- _Passage for review_:
# # #

The Moral Landscape, in detail
The Moral Landscape is Sam Harris's argument that science can and should determine human values. The provocative central claim is that moral questions are not fundamentally different from empirical questions: both are questions about the wellbeing of conscious creatures, and both can in principle have objectively better and worse answers. Just as medicine can say some states of health are objectively better than others, Harris argues that moral philosophy can say some states of human flourishing are objectively better than others — and that science is the tool best equipped to investigate them.
Harris's target is the widespread assumption, shared by religious conservatives and secular relativists alike, that science and morality occupy separate domains. He attacks the is-ought distinction associated with Hume, arguing that it does not actually prevent scientific investigation from bearing on moral questions once you accept that the wellbeing of conscious beings is what morality is about. He also argues against moral relativism: the claim that all cultures' moral systems are equally valid is not a liberal tolerance but an intellectual evasion that prevents clear thinking about genuine ethical catastrophes.
The second half of the book applies this framework to a series of specific cases. Harris argues that certain religious and cultural practices — female genital mutilation, honor killing, beliefs that produce chronic psychological suffering — are objectively wrong in the same way that medical neglect is objectively wrong. He acknowledges that the science of wellbeing is primitive and that the moral landscape will be difficult to map precisely, but insists that difficulty in answering a question does not mean the question has no correct answer.
The Moral Landscape generated substantial philosophical criticism. Many philosophers argued that Harris misrepresents Hume, conflates different senses of "wellbeing," and simply assumes rather than proves that wellbeing is what morality is about. Harris largely acknowledged the latter criticism as correct but immaterial: if you reject wellbeing as the foundation of ethics, he asks, what are you actually concerned about? The book is most useful as a clear attack on moral relativism and a defense of the idea that rational discourse about ethics is possible and worthwhile.

# # #

- _Provided records_:
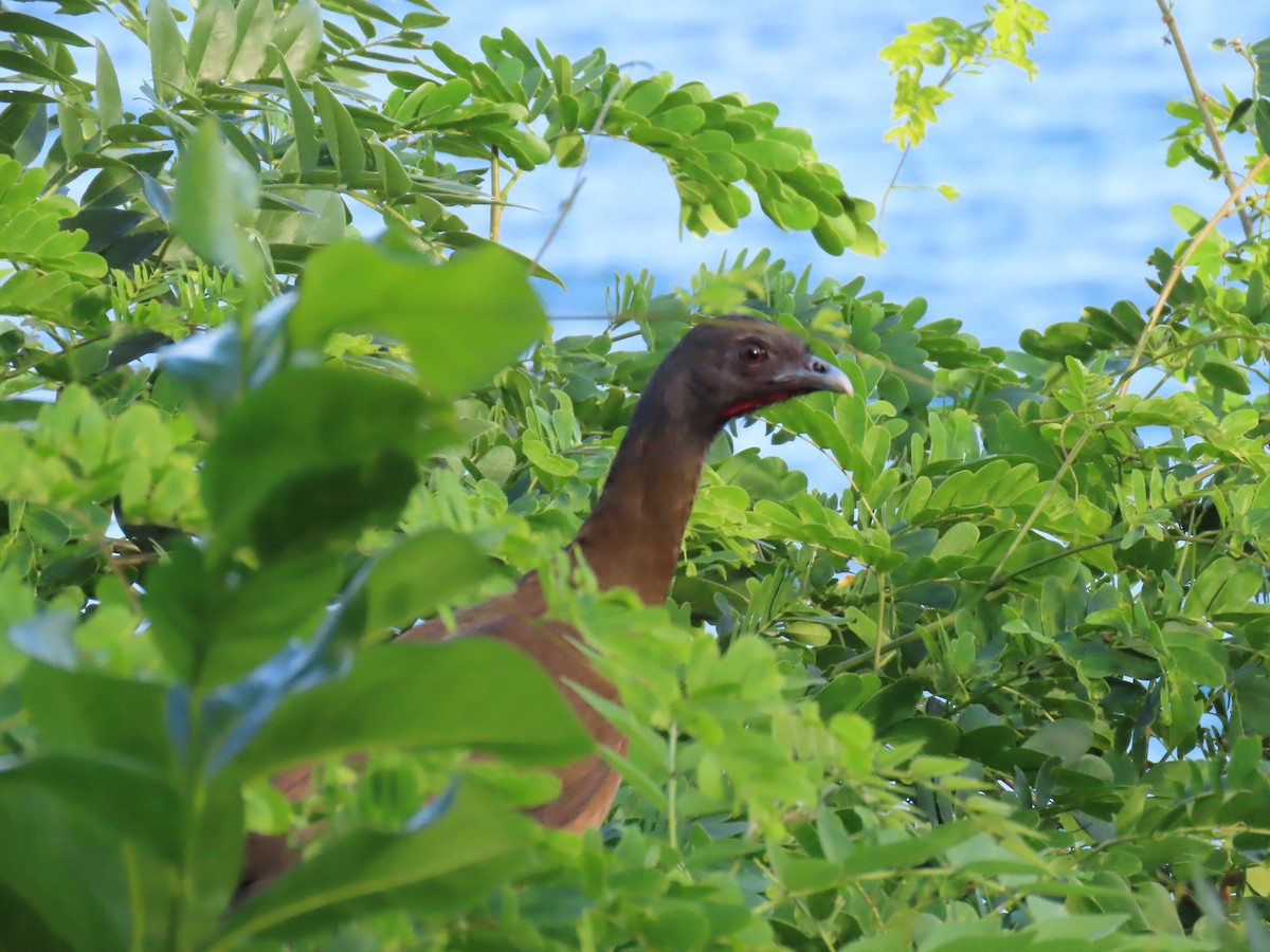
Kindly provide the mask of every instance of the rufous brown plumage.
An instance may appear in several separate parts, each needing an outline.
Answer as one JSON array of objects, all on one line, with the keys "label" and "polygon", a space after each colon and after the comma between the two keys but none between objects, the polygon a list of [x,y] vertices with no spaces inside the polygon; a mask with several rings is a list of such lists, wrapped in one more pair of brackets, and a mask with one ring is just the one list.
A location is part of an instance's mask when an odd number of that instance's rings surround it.
[{"label": "rufous brown plumage", "polygon": [[[570,551],[582,556],[601,589],[634,589],[648,604],[665,600],[706,453],[723,425],[756,409],[818,390],[851,392],[838,368],[814,357],[806,341],[754,317],[721,317],[692,327],[649,380],[613,458],[605,490]],[[516,590],[457,612],[452,628],[433,619],[403,632],[410,641],[493,636],[514,645],[556,682],[597,744],[618,755],[626,737],[569,684],[617,701],[616,692],[578,647],[570,626],[544,619],[536,572]],[[598,754],[559,772],[561,792],[532,811],[547,826],[583,830],[608,815],[620,776]],[[274,779],[298,796],[309,768]],[[248,843],[244,887],[277,876],[297,859],[281,838]]]}]

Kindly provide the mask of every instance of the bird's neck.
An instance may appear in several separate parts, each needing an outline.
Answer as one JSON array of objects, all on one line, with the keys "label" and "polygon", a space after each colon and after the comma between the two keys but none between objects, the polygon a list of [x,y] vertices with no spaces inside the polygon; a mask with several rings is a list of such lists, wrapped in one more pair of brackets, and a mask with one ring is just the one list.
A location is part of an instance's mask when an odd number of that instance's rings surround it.
[{"label": "bird's neck", "polygon": [[626,585],[648,604],[669,594],[718,432],[714,421],[683,419],[682,405],[668,396],[645,392],[577,543],[602,589]]}]

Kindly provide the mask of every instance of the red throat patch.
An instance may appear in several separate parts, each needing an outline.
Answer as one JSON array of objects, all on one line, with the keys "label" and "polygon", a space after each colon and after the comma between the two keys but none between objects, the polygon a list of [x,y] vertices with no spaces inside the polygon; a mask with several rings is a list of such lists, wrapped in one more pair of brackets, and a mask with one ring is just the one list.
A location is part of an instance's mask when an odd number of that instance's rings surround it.
[{"label": "red throat patch", "polygon": [[766,393],[761,397],[751,397],[749,400],[740,400],[732,406],[729,406],[723,413],[724,420],[735,420],[738,416],[744,416],[752,410],[761,410],[765,406],[771,406],[772,404],[782,404],[790,397],[798,396],[798,391],[782,390],[775,393]]}]

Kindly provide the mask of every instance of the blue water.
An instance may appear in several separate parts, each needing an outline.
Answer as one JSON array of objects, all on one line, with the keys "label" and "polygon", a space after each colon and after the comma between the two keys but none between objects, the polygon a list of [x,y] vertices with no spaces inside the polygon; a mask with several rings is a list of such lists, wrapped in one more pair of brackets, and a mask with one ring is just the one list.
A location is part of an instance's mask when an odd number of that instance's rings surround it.
[{"label": "blue water", "polygon": [[[809,234],[784,234],[756,216],[726,235],[682,236],[674,189],[660,161],[636,146],[599,141],[585,185],[544,263],[568,293],[545,296],[560,316],[602,314],[615,273],[649,268],[659,286],[687,284],[701,263],[724,253],[770,246],[819,275],[867,277],[889,300],[921,296],[931,317],[959,317],[986,343],[1015,345],[1025,327],[1074,320],[1083,306],[1119,298],[1149,306],[1146,258],[1184,236],[1168,217],[1175,203],[1205,217],[1226,198],[1219,182],[1194,166],[1167,169],[1171,99],[1189,96],[1160,11],[1151,0],[1049,0],[1050,32],[1040,37],[1035,81],[1013,67],[954,80],[954,99],[909,156],[903,183],[952,184],[897,192],[888,203],[880,259],[831,258]],[[645,61],[712,91],[742,91],[781,107],[781,122],[809,129],[823,161],[839,169],[852,194],[880,202],[899,159],[883,141],[893,84],[878,51],[906,23],[950,15],[972,23],[978,3],[892,0],[842,3],[758,0],[729,4],[442,3],[452,17],[438,38],[471,56],[483,33],[508,25],[552,51],[582,56],[603,47],[617,62]],[[1256,42],[1270,36],[1264,0],[1179,0],[1175,15],[1204,88],[1251,90],[1247,63],[1209,48],[1214,37]],[[648,67],[632,67],[636,75]],[[1232,161],[1245,146],[1231,145]],[[504,239],[537,250],[573,175],[550,169],[527,176],[508,211]]]},{"label": "blue water", "polygon": [[[907,23],[936,15],[973,23],[982,14],[972,0],[789,0],[779,10],[761,0],[436,3],[452,19],[434,38],[472,57],[483,34],[507,25],[570,58],[598,46],[615,62],[645,63],[631,66],[636,76],[669,71],[715,93],[771,100],[782,123],[813,133],[820,159],[839,169],[852,194],[878,203],[899,160],[883,140],[893,81],[878,51]],[[400,0],[386,4],[410,9]],[[1013,347],[1021,330],[1074,320],[1087,305],[1129,298],[1146,310],[1153,302],[1144,284],[1147,256],[1184,239],[1170,208],[1181,203],[1208,217],[1226,199],[1224,185],[1193,165],[1165,166],[1163,138],[1176,124],[1165,105],[1190,91],[1176,50],[1162,39],[1156,3],[1040,6],[1050,14],[1050,30],[1034,51],[1035,81],[1007,66],[959,76],[939,123],[904,166],[902,184],[947,183],[961,197],[893,193],[881,230],[888,251],[878,259],[832,258],[809,234],[781,232],[759,215],[725,235],[681,235],[660,160],[630,143],[596,141],[585,184],[544,258],[568,284],[565,292],[541,287],[558,329],[575,333],[582,327],[569,319],[603,315],[615,274],[648,268],[668,289],[686,286],[702,263],[747,248],[772,248],[799,270],[812,264],[818,277],[864,274],[892,301],[925,297],[928,317],[958,317],[988,344]],[[1209,41],[1270,36],[1270,5],[1177,0],[1175,15],[1203,86],[1247,95],[1247,63],[1233,52],[1214,52]],[[88,30],[81,19],[71,25]],[[145,51],[113,23],[98,19],[95,28],[89,33],[109,46],[124,89],[137,89],[149,74]],[[91,75],[91,53],[81,60]],[[1228,143],[1237,166],[1248,151],[1247,143]],[[507,211],[503,240],[536,253],[574,178],[555,168],[527,175],[512,201],[530,211]],[[476,227],[480,218],[470,216]],[[378,227],[367,216],[354,221],[367,234]],[[762,442],[757,426],[740,438],[740,446]],[[818,487],[846,486],[814,449],[792,443],[779,452]]]}]

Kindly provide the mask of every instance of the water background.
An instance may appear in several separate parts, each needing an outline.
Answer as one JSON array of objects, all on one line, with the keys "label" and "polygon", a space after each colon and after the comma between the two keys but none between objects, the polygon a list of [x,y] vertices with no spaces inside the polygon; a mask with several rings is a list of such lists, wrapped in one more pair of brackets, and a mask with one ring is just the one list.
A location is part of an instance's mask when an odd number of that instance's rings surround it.
[{"label": "water background", "polygon": [[[523,39],[541,38],[570,58],[603,47],[608,58],[634,63],[636,77],[672,72],[716,94],[739,91],[781,108],[780,122],[808,129],[822,161],[834,165],[848,192],[881,202],[900,152],[883,136],[890,127],[894,89],[878,51],[906,24],[982,15],[973,0],[677,0],[630,4],[612,0],[436,0],[451,22],[432,37],[476,58],[483,34],[511,27]],[[403,0],[384,0],[405,13]],[[32,4],[51,15],[51,4]],[[1165,152],[1177,121],[1171,100],[1190,96],[1177,51],[1153,0],[1048,0],[1049,32],[1033,51],[1034,81],[1011,66],[956,77],[954,98],[914,150],[900,183],[951,184],[947,202],[930,188],[892,194],[881,228],[881,258],[847,253],[833,258],[810,234],[787,234],[757,213],[724,235],[697,239],[678,228],[678,201],[663,162],[627,142],[596,140],[585,183],[544,258],[566,291],[547,282],[540,292],[558,333],[594,324],[577,319],[606,312],[613,275],[648,268],[662,291],[687,286],[701,264],[715,265],[742,249],[771,248],[796,270],[848,281],[857,274],[888,300],[928,301],[928,319],[956,317],[986,344],[1013,348],[1026,327],[1076,320],[1087,305],[1128,298],[1144,311],[1154,296],[1146,286],[1146,259],[1156,246],[1185,239],[1170,209],[1184,204],[1203,217],[1226,199],[1223,183],[1194,165],[1168,169]],[[1201,86],[1248,95],[1252,72],[1215,37],[1253,43],[1270,37],[1265,0],[1176,0],[1186,50]],[[104,18],[67,18],[84,36],[110,50],[124,88],[149,81],[144,47]],[[91,25],[90,25],[91,22]],[[187,27],[188,29],[188,27]],[[91,76],[93,53],[75,51]],[[936,70],[932,81],[942,75]],[[1251,145],[1227,142],[1236,170]],[[577,173],[544,166],[512,193],[527,209],[509,208],[502,239],[535,254],[574,187]],[[354,206],[368,236],[382,227]],[[481,227],[481,212],[469,216]],[[1232,222],[1224,230],[1236,234]],[[765,444],[748,426],[738,446]],[[843,473],[801,443],[777,451],[827,491],[846,486]]]},{"label": "water background", "polygon": [[[1153,0],[1049,0],[1050,30],[1035,48],[1035,81],[1010,66],[959,76],[939,123],[909,156],[902,182],[949,183],[961,197],[933,190],[892,195],[881,259],[832,258],[809,234],[785,234],[761,215],[737,231],[701,240],[678,230],[678,206],[662,162],[636,146],[598,141],[585,185],[544,263],[568,293],[545,288],[554,314],[603,312],[615,273],[649,268],[659,286],[683,286],[701,263],[724,253],[772,248],[818,275],[867,277],[894,301],[925,297],[930,317],[959,317],[984,343],[1015,347],[1025,327],[1074,320],[1086,305],[1120,298],[1152,303],[1146,258],[1184,235],[1170,207],[1204,217],[1227,192],[1194,166],[1167,169],[1163,137],[1176,121],[1165,112],[1189,98],[1177,52]],[[636,76],[669,71],[711,91],[744,93],[781,108],[784,124],[812,132],[823,161],[847,189],[880,203],[899,150],[885,142],[894,88],[878,51],[907,23],[947,15],[973,23],[968,0],[678,0],[674,4],[442,3],[451,23],[437,33],[469,56],[483,33],[511,27],[541,38],[552,53],[578,57],[603,47],[615,62],[644,61]],[[1209,48],[1214,37],[1256,42],[1270,36],[1264,0],[1179,0],[1175,10],[1203,86],[1251,91],[1248,65]],[[935,79],[942,70],[935,71]],[[1232,145],[1236,165],[1245,146]],[[573,175],[536,171],[508,211],[504,240],[535,253]],[[757,206],[756,206],[757,208]]]}]

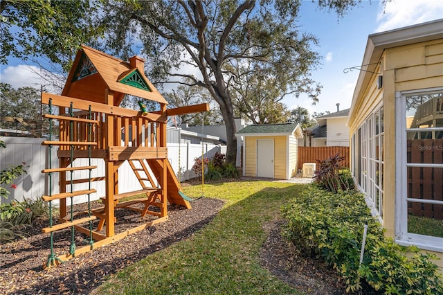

# # #

- _Task list_:
- a) According to the passage on The Moral Landscape, what does Harris say both moral questions and empirical questions are about?
- b) Update the passage on The Moral Landscape, starting with "The second half" and going on through "no correct answer.", so that "primitive" becomes "rudimentary".
Work only from the passage on The Moral Landscape; do not use the data.

- _Task-by-task results_:
- a) Both are about the wellbeing of conscious creatures.

- b)
The second half of the book applies this framework to a series of specific cases. Harris argues that certain religious and cultural practices — female genital mutilation, honor killing, beliefs that produce chronic psychological suffering — are objectively wrong in the same way that medical neglect is objectively wrong. He acknowledges that the science of wellbeing is rudimentary and that the moral landscape will be difficult to map precisely, but insists that difficulty in answering a question does not mean the question has no correct answer.